(Natural language region descriptions)
□ □ □
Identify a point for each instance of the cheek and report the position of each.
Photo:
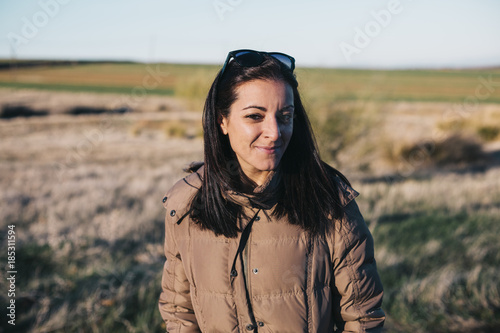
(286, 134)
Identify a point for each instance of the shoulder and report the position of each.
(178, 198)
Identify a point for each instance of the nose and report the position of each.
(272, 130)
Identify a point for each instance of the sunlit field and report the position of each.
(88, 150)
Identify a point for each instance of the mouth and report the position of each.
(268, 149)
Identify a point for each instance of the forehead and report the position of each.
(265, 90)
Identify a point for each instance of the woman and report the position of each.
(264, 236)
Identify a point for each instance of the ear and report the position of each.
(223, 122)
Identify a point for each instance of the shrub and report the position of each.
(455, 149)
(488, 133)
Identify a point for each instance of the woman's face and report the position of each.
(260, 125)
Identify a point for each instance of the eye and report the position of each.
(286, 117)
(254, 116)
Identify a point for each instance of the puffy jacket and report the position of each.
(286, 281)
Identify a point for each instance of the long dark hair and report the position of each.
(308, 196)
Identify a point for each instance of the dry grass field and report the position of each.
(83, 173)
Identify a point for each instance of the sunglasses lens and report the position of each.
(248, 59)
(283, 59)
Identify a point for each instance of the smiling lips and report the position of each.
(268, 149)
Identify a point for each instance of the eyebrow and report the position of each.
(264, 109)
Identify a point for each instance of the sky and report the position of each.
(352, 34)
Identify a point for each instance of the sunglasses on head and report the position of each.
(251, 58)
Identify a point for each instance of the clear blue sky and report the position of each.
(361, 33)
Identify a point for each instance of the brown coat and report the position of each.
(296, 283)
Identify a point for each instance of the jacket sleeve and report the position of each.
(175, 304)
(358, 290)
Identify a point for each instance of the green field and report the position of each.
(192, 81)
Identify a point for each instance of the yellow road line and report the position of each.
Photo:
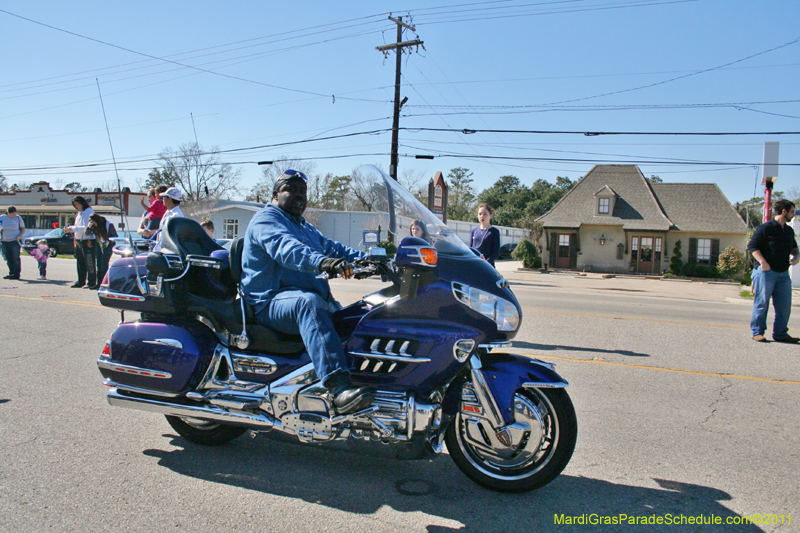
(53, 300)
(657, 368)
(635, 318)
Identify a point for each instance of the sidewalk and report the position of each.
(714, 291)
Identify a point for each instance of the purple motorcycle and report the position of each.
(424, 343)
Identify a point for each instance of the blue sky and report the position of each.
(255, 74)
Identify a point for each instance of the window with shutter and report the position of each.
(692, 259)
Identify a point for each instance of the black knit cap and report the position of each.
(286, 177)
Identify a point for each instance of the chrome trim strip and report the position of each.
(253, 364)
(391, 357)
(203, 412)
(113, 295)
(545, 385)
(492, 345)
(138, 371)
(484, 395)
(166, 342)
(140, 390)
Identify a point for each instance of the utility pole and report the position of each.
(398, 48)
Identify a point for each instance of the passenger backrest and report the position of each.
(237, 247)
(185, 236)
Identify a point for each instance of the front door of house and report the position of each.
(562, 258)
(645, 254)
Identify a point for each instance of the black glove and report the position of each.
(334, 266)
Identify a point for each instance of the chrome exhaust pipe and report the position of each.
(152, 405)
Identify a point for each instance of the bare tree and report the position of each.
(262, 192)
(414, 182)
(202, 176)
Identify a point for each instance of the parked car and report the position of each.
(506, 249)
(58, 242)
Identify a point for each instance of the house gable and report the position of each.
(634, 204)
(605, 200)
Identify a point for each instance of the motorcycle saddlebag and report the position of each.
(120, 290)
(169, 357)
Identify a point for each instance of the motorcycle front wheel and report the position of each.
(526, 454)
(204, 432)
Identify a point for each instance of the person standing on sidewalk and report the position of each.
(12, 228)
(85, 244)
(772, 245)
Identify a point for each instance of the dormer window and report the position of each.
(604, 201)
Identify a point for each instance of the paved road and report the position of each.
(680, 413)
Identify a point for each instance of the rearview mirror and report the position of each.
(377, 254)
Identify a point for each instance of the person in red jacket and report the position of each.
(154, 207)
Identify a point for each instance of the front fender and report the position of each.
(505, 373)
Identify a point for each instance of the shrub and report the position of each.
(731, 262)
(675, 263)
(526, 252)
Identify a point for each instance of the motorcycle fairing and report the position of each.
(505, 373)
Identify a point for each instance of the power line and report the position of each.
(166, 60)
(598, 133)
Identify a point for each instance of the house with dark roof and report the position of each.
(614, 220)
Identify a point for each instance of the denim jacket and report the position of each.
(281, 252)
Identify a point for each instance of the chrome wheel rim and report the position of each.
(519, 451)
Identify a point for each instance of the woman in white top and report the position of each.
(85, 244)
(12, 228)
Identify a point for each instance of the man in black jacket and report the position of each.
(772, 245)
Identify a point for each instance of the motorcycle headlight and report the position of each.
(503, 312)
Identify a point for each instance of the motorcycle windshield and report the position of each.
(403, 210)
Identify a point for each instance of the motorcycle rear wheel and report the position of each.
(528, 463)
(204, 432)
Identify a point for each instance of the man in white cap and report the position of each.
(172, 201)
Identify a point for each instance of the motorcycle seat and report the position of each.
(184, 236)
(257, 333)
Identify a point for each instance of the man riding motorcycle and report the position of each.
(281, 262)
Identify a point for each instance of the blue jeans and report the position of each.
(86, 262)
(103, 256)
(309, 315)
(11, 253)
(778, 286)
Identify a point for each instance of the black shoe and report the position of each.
□ □ □
Problem details:
Reproduce every entry word for word, but omit the pictures.

Written response:
Identify a point for each instance of the cheek and report the position of each.
Photo:
(286, 134)
Identify a point for each instance of the shoulder and report the position of each.
(178, 198)
Identify a point for each instance of the nose and report the position of each.
(272, 130)
Identify a point for each instance of the sunlit field and report the position of each.
(88, 150)
Identify a point for each instance of the mouth and report the position of each.
(268, 149)
Identify a point for each instance of the forehead and report the position of each.
(265, 90)
Identify a point for each instance of the woman and report the position of each.
(264, 236)
Identify a point for each instance of the ear and report the position of each.
(223, 122)
Identify a point for each instance of the shrub and report the position of each.
(455, 149)
(488, 133)
Identify a point for each instance of the woman's face and report the position of each.
(260, 125)
Identify a point for each instance of the eye and report the position of each.
(286, 117)
(254, 116)
Identify a point for each instance of the puffy jacket and report the position of each.
(286, 281)
Identify a point for each instance of the long dark hair and report the position of each.
(308, 196)
Identify a point for each instance of the dry grass field and report the position of each.
(83, 173)
Identify a point for each instance of the sunglasses lens and report the position of each.
(248, 59)
(283, 59)
Identify a point for each instance of the smiling lips and report the position of each.
(268, 149)
Identify a point for each instance of the eyebrow and report the position of each.
(264, 109)
Identify a point for each instance of the sky and report the position of each.
(352, 34)
Identify a point for each instance of the sunglasses on head and report the position of each.
(251, 58)
Identify a point for each instance of the clear blue sky and report the position of each.
(361, 33)
Identify a point for each instance of the brown coat and report the position of each.
(296, 283)
Identify a point for each instance of the jacket sleeve and report the position of each.
(175, 304)
(358, 290)
Identify a point for each instance of the green field and report the position of each.
(192, 81)
Identify a point for each instance of the yellow road line and report the position of each.
Photo:
(53, 300)
(657, 368)
(635, 318)
Identify a point for each instance of the sidewalk and report the position of each.
(714, 291)
Identify a point for each instance of the purple motorcycle and report the position of each.
(424, 343)
Identify a point for each instance of the blue sky and report the position of each.
(255, 74)
Identify a point for each instance of the window with shutter and report the position of each.
(692, 259)
Identify a point for each instance of the black knit cap and report the position of each.
(286, 177)
Identify a point for each instance of the chrome trim strip and report the position of each.
(253, 364)
(391, 357)
(203, 412)
(113, 295)
(545, 385)
(492, 345)
(138, 371)
(484, 395)
(166, 342)
(140, 390)
Identify a point for each instance of the utility pole and report the position of each.
(398, 48)
Identify a point for each instance of the passenger backrest and report the position of each.
(237, 247)
(185, 236)
Identify a point for each instance of the front door of house and report the position of each.
(562, 258)
(645, 254)
Identify a point for each instance of the black glove and report the position of each.
(334, 266)
Identify a point for each instance of the chrome exhaust pipe and report the position of each.
(152, 405)
Identify a point for each instance of the bare tree and report the position of each.
(262, 192)
(414, 182)
(202, 176)
Identify a point for each instance of the parked car and report the position of each.
(506, 249)
(58, 242)
Identify a point for each instance of the house gable and report the position of each.
(634, 204)
(605, 200)
Identify a point for each instance of the motorcycle saddlebag and report the position of each.
(120, 290)
(169, 357)
Identify a point for each instance of the motorcycle front wheel and report the position of each.
(526, 454)
(204, 432)
Identify a point for each instance of the person standing on sidewalk and report the position of each.
(12, 228)
(85, 244)
(772, 245)
Identify a point for each instance of the dormer window and report the position of each.
(604, 201)
Identify a point for each instance of the paved road and report the position of each.
(680, 413)
Identify a point for each instance of the rearview mirror and report the position of each.
(377, 254)
Identify a point for each instance of the person in red jacket and report the position of each.
(154, 207)
Identify a point for each instance of the front fender and report the position of each.
(505, 373)
Identify a point for each instance of the shrub and report the position of each.
(731, 262)
(675, 263)
(526, 252)
Identify a point for each instance of the motorcycle fairing and report the position of each.
(505, 373)
Identify a point for each instance of the power line and report the position of each.
(166, 60)
(598, 133)
Identify a point for each instance of the house with dark roof and report the position of each.
(614, 220)
Identify a point for each instance of the denim jacket and report the position of each.
(281, 252)
Identify a point for each instance of the chrome wheel rim and report the position of each.
(519, 451)
Identify a point for each instance of the woman in white top and report the position of each.
(85, 244)
(12, 228)
Identify a point for each instance of the man in black jacket and report the position of each.
(772, 245)
Identify a point for each instance of the motorcycle headlight and report the position of each.
(503, 312)
Identify a point for each instance of the motorcycle windshield and report the position of each.
(403, 210)
Identify a point for each instance of the motorcycle rear wheel and report the position of each.
(528, 463)
(204, 432)
Identify a point for each instance of the man in white cap and report the position of each.
(172, 201)
Identify a point for each instance of the motorcycle seat and report the position of each.
(184, 236)
(257, 333)
Identify a point for each instance of the man riding motorcycle and report the position of each.
(281, 262)
Identify a point for each instance of the blue jeans and report the position of each.
(86, 262)
(103, 256)
(309, 315)
(11, 253)
(778, 286)
Identify a point for each instance of the black shoe and report the position of each.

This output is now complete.